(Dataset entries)
────────────────────────────────────────
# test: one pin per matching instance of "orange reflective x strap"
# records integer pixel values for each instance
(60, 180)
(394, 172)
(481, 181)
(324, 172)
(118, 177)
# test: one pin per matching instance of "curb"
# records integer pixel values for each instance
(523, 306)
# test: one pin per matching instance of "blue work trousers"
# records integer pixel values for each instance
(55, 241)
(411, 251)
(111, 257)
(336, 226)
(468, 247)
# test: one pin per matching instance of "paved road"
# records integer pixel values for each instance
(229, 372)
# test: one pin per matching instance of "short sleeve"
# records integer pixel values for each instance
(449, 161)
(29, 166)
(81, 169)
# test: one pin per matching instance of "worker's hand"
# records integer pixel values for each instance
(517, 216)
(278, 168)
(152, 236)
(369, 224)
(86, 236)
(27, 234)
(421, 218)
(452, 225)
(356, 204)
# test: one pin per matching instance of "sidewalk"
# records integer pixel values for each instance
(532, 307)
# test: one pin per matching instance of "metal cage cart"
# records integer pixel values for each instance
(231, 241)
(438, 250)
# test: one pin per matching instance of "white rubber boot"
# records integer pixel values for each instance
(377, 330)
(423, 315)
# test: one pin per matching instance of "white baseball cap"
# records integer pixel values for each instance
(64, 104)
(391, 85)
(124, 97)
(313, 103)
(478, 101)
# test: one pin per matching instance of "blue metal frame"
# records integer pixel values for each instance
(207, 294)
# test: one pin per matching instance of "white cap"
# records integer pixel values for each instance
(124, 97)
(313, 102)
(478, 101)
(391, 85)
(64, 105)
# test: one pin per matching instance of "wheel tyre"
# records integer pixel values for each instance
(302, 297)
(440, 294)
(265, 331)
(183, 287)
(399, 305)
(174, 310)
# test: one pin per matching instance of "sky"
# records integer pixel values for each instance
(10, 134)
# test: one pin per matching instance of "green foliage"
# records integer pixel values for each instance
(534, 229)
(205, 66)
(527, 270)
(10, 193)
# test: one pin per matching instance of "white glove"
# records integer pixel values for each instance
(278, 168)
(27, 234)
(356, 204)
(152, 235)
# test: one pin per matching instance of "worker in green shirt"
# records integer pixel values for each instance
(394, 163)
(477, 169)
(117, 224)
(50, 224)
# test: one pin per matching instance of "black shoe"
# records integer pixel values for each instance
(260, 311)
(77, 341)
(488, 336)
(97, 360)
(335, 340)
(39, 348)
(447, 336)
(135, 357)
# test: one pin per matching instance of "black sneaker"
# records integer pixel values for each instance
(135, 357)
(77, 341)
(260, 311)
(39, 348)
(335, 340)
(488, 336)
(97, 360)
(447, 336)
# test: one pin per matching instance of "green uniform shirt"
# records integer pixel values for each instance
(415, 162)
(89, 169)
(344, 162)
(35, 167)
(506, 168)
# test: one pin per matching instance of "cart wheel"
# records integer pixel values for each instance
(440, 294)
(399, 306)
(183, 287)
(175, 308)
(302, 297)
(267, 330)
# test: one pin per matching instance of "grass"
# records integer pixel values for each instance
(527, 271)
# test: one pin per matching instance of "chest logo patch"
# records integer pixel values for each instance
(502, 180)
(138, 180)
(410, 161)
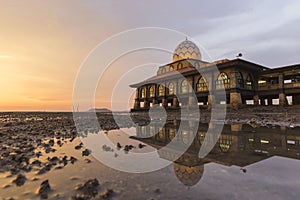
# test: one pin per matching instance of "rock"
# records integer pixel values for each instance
(36, 163)
(86, 152)
(119, 146)
(51, 142)
(90, 188)
(44, 189)
(20, 180)
(107, 194)
(107, 148)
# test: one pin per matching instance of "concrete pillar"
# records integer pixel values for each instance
(136, 104)
(296, 99)
(282, 99)
(164, 103)
(262, 101)
(192, 101)
(256, 100)
(235, 100)
(154, 101)
(137, 94)
(270, 101)
(210, 101)
(280, 81)
(175, 102)
(146, 104)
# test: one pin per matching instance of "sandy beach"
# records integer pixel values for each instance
(42, 157)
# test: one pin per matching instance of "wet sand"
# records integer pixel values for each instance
(42, 157)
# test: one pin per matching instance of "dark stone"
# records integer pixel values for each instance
(20, 180)
(44, 189)
(73, 160)
(86, 152)
(107, 194)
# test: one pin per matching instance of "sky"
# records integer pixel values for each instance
(44, 43)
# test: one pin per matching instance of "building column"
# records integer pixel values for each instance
(270, 101)
(164, 103)
(136, 104)
(154, 101)
(256, 100)
(146, 104)
(210, 100)
(175, 102)
(235, 100)
(262, 101)
(282, 99)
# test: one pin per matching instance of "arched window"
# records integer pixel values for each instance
(151, 91)
(249, 82)
(222, 81)
(171, 89)
(240, 80)
(201, 85)
(184, 87)
(143, 93)
(225, 143)
(172, 134)
(179, 66)
(161, 90)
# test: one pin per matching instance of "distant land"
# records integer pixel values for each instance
(103, 110)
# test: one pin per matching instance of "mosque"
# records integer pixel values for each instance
(230, 149)
(244, 82)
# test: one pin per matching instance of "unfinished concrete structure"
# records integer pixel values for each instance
(244, 82)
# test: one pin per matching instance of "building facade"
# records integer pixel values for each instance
(244, 82)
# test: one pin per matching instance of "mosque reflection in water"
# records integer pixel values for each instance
(238, 144)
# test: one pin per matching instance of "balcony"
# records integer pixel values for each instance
(268, 86)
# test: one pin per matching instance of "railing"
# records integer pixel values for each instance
(292, 85)
(268, 86)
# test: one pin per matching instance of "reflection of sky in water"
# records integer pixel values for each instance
(246, 162)
(274, 178)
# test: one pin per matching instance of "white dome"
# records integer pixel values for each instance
(186, 49)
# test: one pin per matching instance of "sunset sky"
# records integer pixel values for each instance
(44, 43)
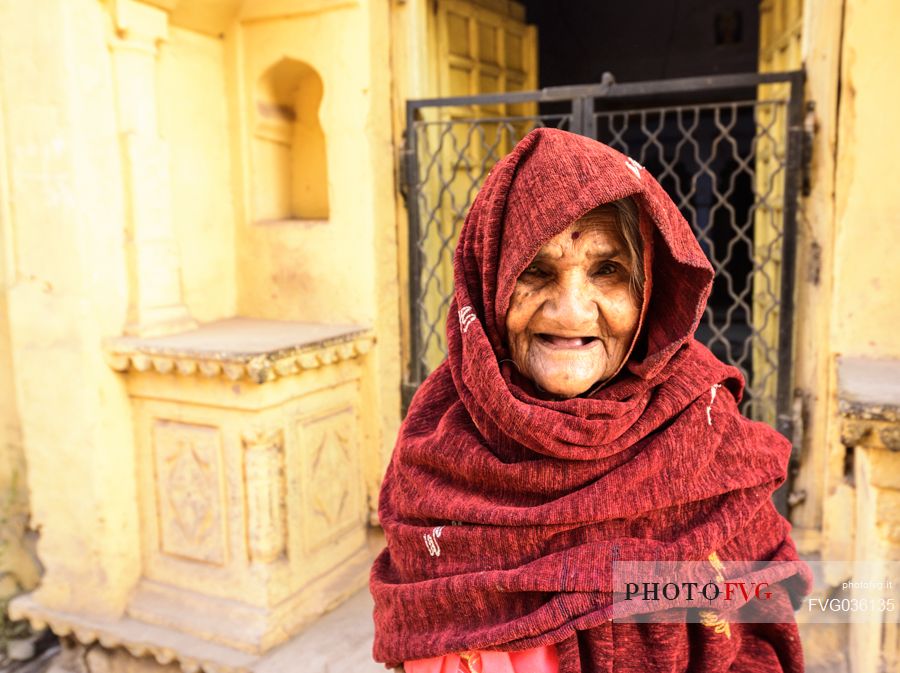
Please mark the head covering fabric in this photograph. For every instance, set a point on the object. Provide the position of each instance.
(503, 511)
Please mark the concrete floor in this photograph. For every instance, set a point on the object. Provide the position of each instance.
(338, 642)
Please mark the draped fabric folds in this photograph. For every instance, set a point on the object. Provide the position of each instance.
(504, 511)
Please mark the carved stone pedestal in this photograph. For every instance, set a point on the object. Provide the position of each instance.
(251, 452)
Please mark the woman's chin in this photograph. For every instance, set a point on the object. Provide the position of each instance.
(565, 385)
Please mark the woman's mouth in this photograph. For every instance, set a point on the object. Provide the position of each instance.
(559, 342)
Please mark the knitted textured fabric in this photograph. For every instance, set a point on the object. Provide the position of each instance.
(503, 511)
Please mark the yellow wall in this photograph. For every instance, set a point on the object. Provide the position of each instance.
(65, 279)
(194, 122)
(114, 115)
(867, 200)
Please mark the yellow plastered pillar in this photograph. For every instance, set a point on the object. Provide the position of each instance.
(65, 270)
(155, 302)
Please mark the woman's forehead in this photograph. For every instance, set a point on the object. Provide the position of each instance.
(586, 235)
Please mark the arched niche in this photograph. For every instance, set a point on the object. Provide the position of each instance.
(290, 179)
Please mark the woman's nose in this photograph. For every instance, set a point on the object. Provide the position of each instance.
(572, 305)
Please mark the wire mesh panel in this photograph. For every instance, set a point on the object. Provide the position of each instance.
(732, 167)
(705, 157)
(454, 158)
────────────────────────────────────────
Output the data above without changes, apart from leaving out the pictures.

WRITTEN RESPONSE:
# test: one pin per matching instance of "orange reflective x strap"
# records integer pixel values for each instance
(60, 180)
(394, 172)
(481, 181)
(324, 172)
(118, 177)
# test: one pin per matching instance of "curb"
# records integer pixel values for each instance
(523, 306)
# test: one pin per matching instance of "blue work trousers"
# records integer pixel values for each instance
(55, 241)
(411, 251)
(111, 257)
(336, 226)
(468, 247)
# test: one pin per matching instance of "paved road"
# records integer pixel values for each instance
(229, 372)
# test: one pin per matching instance of "short sleeve"
# records integer pixel values for each instance
(449, 161)
(29, 166)
(81, 169)
# test: one pin per matching instance of "worker's hand"
# records integer pixel values for each instance
(517, 216)
(278, 168)
(152, 236)
(369, 224)
(86, 236)
(27, 234)
(421, 218)
(452, 225)
(356, 204)
# test: one pin per matching instance of "sidewalk"
# records integer pixel values for each instance
(532, 307)
# test: one pin per matching instance of "metal cage cart"
# records integer pixel values for each instance
(231, 241)
(438, 250)
# test: one pin per matching instance of "white rubber boot"
# records integer pixel values for each instance
(377, 330)
(423, 315)
# test: one pin per matching instance of "white baseball cap"
# records integer pixel values for each instance
(64, 104)
(391, 85)
(124, 97)
(313, 103)
(478, 101)
# test: one pin per matching instance of "blue metal frame"
# records integer pixel values for each instance
(207, 294)
# test: one pin per matching instance of "white cap"
# records integer pixel values for each instance
(124, 97)
(313, 102)
(478, 101)
(391, 85)
(64, 105)
# test: one pin per matching instance of "wheel tyre"
# records integer pixel values for each instance
(302, 297)
(440, 294)
(265, 331)
(183, 287)
(399, 305)
(174, 310)
# test: one pin per matching instance of "sky"
# records integer pixel values for each instance
(10, 134)
# test: one pin per matching instance of "green foliage"
# records integer pixel values for each instance
(534, 229)
(205, 66)
(527, 270)
(10, 193)
# test: one pin per matching instance of "white glove"
# records integer pixel values for each instance
(278, 168)
(27, 234)
(356, 204)
(152, 235)
# test: one pin per matching instance of "worker in green shirt"
# records integer pixel values for each instance
(394, 163)
(477, 169)
(117, 224)
(50, 224)
# test: one pin per matching instance of "black shoe"
# records integer pixel values for each instance
(260, 311)
(77, 341)
(488, 336)
(97, 360)
(335, 340)
(39, 348)
(447, 336)
(135, 357)
# test: one pin per matching instance of "black sneaker"
# records integer pixel values for each instance
(135, 357)
(77, 341)
(260, 311)
(39, 348)
(335, 340)
(488, 336)
(97, 360)
(447, 336)
# test: one pin per matching instance of "green uniform shirt"
# records integer pixel values for each instance
(415, 162)
(89, 169)
(344, 162)
(35, 167)
(506, 168)
# test: one pin per matching instance of "cart wheel"
# records integer pixel values for each instance
(440, 294)
(399, 306)
(183, 287)
(175, 308)
(302, 297)
(267, 330)
# test: one pin per matching instance of "grass"
# records integer pixel values for each instance
(527, 271)
# test: one pin per matching instance of "chest logo patch"
# records integer pixel values for each instance
(502, 180)
(138, 180)
(410, 161)
# test: one pin per matching instance of "rock"
# records integer pixel values for each instance
(36, 163)
(86, 152)
(119, 146)
(51, 142)
(90, 188)
(44, 189)
(20, 180)
(107, 194)
(107, 148)
# test: one pin per matching instance of "concrete pillar"
# records integer pixel values for each instance
(136, 104)
(296, 99)
(282, 99)
(164, 103)
(262, 101)
(192, 101)
(256, 100)
(235, 100)
(154, 101)
(137, 94)
(270, 101)
(210, 101)
(280, 81)
(175, 102)
(146, 104)
# test: one pin per matching instance of "sandy beach"
# records integer pixel values for each instance
(42, 157)
# test: one pin per matching instance of "wet sand"
# records integer pixel values for each instance
(42, 157)
# test: one pin per matching instance of "dark stone"
# records integer pixel values for each instance
(20, 180)
(44, 189)
(73, 160)
(86, 152)
(107, 194)
# test: one pin per matching instance of "sky"
# records integer pixel values for each instance
(44, 43)
# test: one pin per matching instance of "building column"
# records integer pixel values for each instance
(270, 101)
(164, 103)
(136, 104)
(154, 101)
(256, 100)
(146, 104)
(210, 100)
(175, 102)
(235, 100)
(262, 101)
(282, 99)
# test: one pin per matching instance of "arched window"
# records integer pixel values for each instance
(151, 91)
(249, 82)
(222, 81)
(171, 89)
(240, 80)
(201, 85)
(184, 87)
(143, 93)
(225, 143)
(172, 134)
(179, 66)
(161, 90)
# test: one pin per matching instance of "distant land"
# records integer pixel values for each instance
(103, 110)
# test: one pin per matching instance of "mosque"
# records integer pixel values for each instance
(230, 149)
(244, 82)
# test: one pin per matching instance of "unfinished concrete structure"
# records integer pixel values for each instance
(244, 82)
# test: one pin per matching instance of "building facade"
# records integer pixel values for each instance
(244, 82)
# test: one pin per matching instance of "mosque reflection in water"
# records integer pixel values for each instance
(238, 144)
# test: one pin per matching instance of "balcony"
# records integer pixel values for each instance
(268, 86)
# test: one pin per matching instance of "railing"
# records integer pixel values for each instance
(292, 85)
(268, 86)
# test: one pin per matching instance of "reflection of sky in water"
# records integer pixel values for each instance
(246, 162)
(274, 178)
# test: one pin per matching instance of "white dome"
# records integer pixel values for each instance
(186, 49)
# test: one pin per matching instance of "sunset sky"
# records integer pixel values for each instance
(44, 43)
Please mark the head covering fabric in this photograph. For every instance, set a point on the object. Provide the position of each instance.
(503, 511)
Please mark the concrete floor in this photograph. For every instance, set a point on the object. Provide the position of each instance.
(338, 642)
Please mark the draped fabric folds in this photograph. For every instance, set a point on the object. Provide the position of each instance.
(504, 511)
Please mark the carved stone pedestal in this photograph. For every instance, set a point on the object. Provide the position of each instance.
(251, 452)
Please mark the woman's chin in this photograph. For every instance, set a point on the object. Provide the position of each instance.
(565, 385)
Please mark the woman's mouth in this photograph. For every instance, set a point on the object. Provide the position of each instance.
(559, 342)
Please mark the knitted textured fabric in this photograph. For every instance, set a point on the object. Provide the position of each instance.
(503, 511)
Please mark the yellow wall in this photograph. For every instance, set a point on the object. Provide the position of each instance.
(65, 279)
(194, 122)
(114, 115)
(867, 200)
Please mark the yellow plastered pillar in this photograph. For every instance, set a point on the object. Provide the position of each instance.
(65, 270)
(155, 302)
Please mark the woman's forehead in this photograph. For every instance, set a point on the object. Provide the position of each instance.
(586, 235)
Please mark the arched niche in this photograph. For every instance, set a point on the object. Provide the position of each instance.
(290, 179)
Please mark the woman's nose in this photograph. For every instance, set a point on the object. Provide the position of each instance.
(572, 305)
Please mark the wire mesh panel in this photograph. For every instance, set a point on the object. Provide the position of each instance.
(732, 167)
(705, 157)
(454, 158)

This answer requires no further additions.